--- Data for processing ---

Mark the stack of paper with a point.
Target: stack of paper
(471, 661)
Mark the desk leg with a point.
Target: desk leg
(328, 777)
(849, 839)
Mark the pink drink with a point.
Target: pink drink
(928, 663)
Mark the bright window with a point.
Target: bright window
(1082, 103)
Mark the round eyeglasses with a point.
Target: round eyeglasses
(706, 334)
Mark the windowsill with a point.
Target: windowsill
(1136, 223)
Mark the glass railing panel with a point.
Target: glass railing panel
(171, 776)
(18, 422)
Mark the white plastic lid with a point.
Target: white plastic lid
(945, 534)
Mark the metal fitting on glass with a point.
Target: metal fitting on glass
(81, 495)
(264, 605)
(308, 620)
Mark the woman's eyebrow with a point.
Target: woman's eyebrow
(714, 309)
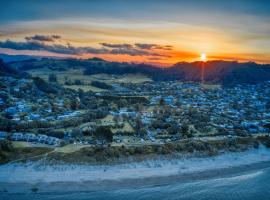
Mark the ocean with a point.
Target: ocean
(249, 186)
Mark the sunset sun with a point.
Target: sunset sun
(203, 57)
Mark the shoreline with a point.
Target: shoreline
(34, 178)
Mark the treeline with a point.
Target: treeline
(101, 85)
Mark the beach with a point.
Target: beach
(40, 177)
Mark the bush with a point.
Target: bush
(52, 78)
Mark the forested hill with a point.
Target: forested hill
(224, 72)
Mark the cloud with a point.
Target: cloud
(153, 46)
(43, 38)
(55, 48)
(137, 49)
(126, 46)
(49, 43)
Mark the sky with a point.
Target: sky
(160, 32)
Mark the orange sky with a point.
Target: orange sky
(228, 31)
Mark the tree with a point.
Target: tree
(104, 133)
(52, 78)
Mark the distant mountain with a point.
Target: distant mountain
(223, 72)
(5, 69)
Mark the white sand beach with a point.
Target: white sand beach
(74, 177)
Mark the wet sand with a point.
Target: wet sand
(111, 179)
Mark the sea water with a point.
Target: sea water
(249, 186)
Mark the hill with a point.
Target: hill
(223, 72)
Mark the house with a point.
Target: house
(17, 137)
(42, 138)
(3, 135)
(53, 141)
(29, 137)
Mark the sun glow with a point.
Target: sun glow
(203, 57)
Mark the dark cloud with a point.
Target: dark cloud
(153, 46)
(55, 48)
(38, 43)
(43, 38)
(137, 49)
(126, 46)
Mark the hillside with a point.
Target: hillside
(223, 72)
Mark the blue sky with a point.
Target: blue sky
(234, 30)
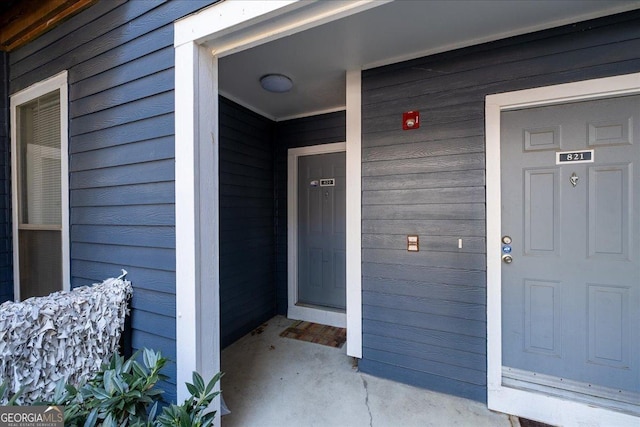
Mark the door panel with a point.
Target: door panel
(571, 296)
(322, 230)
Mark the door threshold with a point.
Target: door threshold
(593, 395)
(316, 314)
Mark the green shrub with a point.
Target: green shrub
(124, 393)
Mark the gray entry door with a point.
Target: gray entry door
(321, 230)
(571, 296)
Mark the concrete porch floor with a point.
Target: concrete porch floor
(273, 381)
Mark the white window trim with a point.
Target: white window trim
(548, 409)
(224, 28)
(57, 82)
(294, 311)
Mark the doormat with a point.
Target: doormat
(530, 423)
(316, 333)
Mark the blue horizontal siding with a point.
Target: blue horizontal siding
(6, 252)
(424, 314)
(120, 63)
(247, 247)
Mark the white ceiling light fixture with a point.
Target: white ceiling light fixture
(277, 83)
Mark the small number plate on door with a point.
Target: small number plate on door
(582, 156)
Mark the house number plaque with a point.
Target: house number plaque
(582, 156)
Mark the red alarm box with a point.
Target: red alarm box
(411, 120)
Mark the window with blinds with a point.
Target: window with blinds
(38, 151)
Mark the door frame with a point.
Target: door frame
(538, 406)
(294, 311)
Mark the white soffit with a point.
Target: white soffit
(316, 59)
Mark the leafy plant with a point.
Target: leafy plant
(193, 411)
(122, 392)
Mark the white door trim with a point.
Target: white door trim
(548, 409)
(199, 40)
(57, 82)
(295, 311)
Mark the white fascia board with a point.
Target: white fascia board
(222, 16)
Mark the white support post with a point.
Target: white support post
(196, 216)
(354, 213)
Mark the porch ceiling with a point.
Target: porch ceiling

---

Your instructions: Give back exactly the lines of the listing above that run from the line with "Target: doormat" to the line with "Mark the small", inclusive.

Written answer:
Target: doormat
(530, 423)
(316, 333)
Mark the blue horizontal siding with a point.
Target: blue horizontal siding
(6, 252)
(424, 314)
(120, 63)
(247, 247)
Mark the white ceiling light fixture with a point.
Target: white ceiling light fixture
(277, 83)
Mark the small number plate on door with a point.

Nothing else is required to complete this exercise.